SET PROBLEM - From the entries below, pick out and copy every line that contains the string "white". Case counts.
##### INFORMATION SHOWN #####
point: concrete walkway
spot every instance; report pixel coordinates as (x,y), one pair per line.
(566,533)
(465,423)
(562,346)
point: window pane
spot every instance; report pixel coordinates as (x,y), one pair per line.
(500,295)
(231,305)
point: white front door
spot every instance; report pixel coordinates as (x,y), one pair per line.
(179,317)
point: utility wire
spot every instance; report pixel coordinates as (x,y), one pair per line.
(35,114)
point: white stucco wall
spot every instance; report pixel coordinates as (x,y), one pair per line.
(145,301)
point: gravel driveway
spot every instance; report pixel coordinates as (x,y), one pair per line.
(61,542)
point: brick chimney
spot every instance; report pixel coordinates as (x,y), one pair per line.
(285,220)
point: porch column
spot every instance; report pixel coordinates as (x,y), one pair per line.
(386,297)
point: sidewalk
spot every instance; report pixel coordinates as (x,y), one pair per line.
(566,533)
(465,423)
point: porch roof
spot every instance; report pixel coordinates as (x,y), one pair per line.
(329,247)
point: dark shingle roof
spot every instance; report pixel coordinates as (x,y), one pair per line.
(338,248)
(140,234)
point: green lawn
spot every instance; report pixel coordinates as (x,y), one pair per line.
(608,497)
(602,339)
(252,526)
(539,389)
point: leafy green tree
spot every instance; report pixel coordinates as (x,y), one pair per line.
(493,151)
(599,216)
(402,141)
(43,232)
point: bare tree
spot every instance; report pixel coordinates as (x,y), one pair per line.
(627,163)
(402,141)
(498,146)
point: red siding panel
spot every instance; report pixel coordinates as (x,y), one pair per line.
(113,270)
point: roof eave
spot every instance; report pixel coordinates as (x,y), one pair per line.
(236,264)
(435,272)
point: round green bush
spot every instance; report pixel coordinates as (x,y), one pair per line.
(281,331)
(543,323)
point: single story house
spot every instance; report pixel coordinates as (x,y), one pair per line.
#####
##### INFORMATION SHOWN #####
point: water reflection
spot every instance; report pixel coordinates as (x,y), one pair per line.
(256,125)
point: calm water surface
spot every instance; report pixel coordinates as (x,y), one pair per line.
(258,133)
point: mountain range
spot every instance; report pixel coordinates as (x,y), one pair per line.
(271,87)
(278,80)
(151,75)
#####
WORKED ANSWER -
point: white front door
point: white stucco wall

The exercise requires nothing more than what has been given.